- **STATED TASK**
Convert every line of the listing below into a numbered list, omitting any blank lines.

(Entries from a dataset)

[BEGIN]

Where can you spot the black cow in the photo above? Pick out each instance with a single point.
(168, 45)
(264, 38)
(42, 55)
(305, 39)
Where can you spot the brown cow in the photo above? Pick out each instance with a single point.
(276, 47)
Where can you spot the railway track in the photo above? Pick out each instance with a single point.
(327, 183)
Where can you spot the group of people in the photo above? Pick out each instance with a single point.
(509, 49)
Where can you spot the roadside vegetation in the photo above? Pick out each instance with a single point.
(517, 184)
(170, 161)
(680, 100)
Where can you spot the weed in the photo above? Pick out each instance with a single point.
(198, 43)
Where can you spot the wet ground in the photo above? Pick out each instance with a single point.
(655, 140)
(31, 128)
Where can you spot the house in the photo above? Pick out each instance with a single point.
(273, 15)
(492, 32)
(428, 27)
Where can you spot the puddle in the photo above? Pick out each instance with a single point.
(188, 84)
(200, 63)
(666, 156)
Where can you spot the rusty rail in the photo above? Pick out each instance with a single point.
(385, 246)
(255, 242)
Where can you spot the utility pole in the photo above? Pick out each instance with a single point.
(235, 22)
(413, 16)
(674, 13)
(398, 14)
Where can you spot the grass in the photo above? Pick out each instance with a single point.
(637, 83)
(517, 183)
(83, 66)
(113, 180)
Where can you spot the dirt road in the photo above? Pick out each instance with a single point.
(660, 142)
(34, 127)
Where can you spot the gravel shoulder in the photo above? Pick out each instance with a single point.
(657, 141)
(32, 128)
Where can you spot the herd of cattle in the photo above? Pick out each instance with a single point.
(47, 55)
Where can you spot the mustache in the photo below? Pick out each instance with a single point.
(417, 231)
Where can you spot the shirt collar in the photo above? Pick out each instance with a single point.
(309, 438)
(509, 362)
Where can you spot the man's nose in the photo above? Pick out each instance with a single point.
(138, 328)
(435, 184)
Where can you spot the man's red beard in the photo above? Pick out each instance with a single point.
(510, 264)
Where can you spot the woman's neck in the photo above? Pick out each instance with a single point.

[END]

- **REPLY**
1. Where can you spot the black cow in the photo above? Pick out each instance with a single point.
2. (168, 45)
3. (264, 38)
4. (42, 55)
5. (305, 39)
6. Where can you spot the brown cow in the photo above? Pick out each instance with a single point.
7. (276, 47)
8. Where can you spot the railway track in the photo above? Pick out each instance with a single point.
9. (327, 183)
10. Where can you spot the group of people in the photo above? Pick out each instance with a single point.
11. (509, 49)
12. Where can you spot the roadside vegetation in the photo above? Pick out each instance with a single point.
13. (517, 184)
14. (170, 161)
15. (680, 100)
16. Where can you spot the weed in the photo above? Pick out each instance with a single point.
17. (198, 43)
18. Where can you spot the wet ground in the photo above? Pick out each instance with a single point.
19. (655, 140)
20. (31, 128)
21. Where can you spot the house in the photo above? Pick out each instance with a single point.
22. (273, 15)
23. (492, 32)
24. (428, 27)
25. Where can you spot the puddle in the photo above? Pick out each instance with a single point.
26. (188, 84)
27. (200, 63)
28. (666, 156)
29. Where can you spot the rusty rail in the photo above? Pick out each instance with a single point.
30. (385, 246)
31. (255, 242)
32. Where can you spot the utility pole in the photo above? Pick out each instance with a single point.
33. (235, 22)
34. (413, 16)
35. (674, 13)
36. (398, 14)
37. Where can you spot the grass in the photo above? Pick out each instance with a single point.
38. (637, 83)
39. (517, 183)
40. (83, 66)
41. (113, 180)
42. Where can you spot the dirt road in the photo above? Pick out each instance with a single point.
43. (660, 142)
44. (34, 127)
45. Where can you spot the gravel shoulder in the photo above? Pick out each instance with a single point.
46. (657, 141)
47. (32, 128)
48. Where can you spot the herd of cattle in the photo above? Pick out each instance with a single point.
49. (47, 55)
50. Where can you spot the mustache in the photo below? Pick out each instance with a single point.
51. (417, 231)
52. Where can you spot the shirt collar in the photo above? Pick out each instance with a single point.
53. (309, 438)
54. (509, 362)
55. Where can you spot the man's nose in the photo above? Pick out each instance with a single point.
56. (138, 328)
57. (435, 184)
58. Where can you spot the man's red beard in the photo above? Pick out each instance with a single point.
59. (510, 264)
60. Where can you spot the woman's neck in the photo above? Pick out each instance with a single point.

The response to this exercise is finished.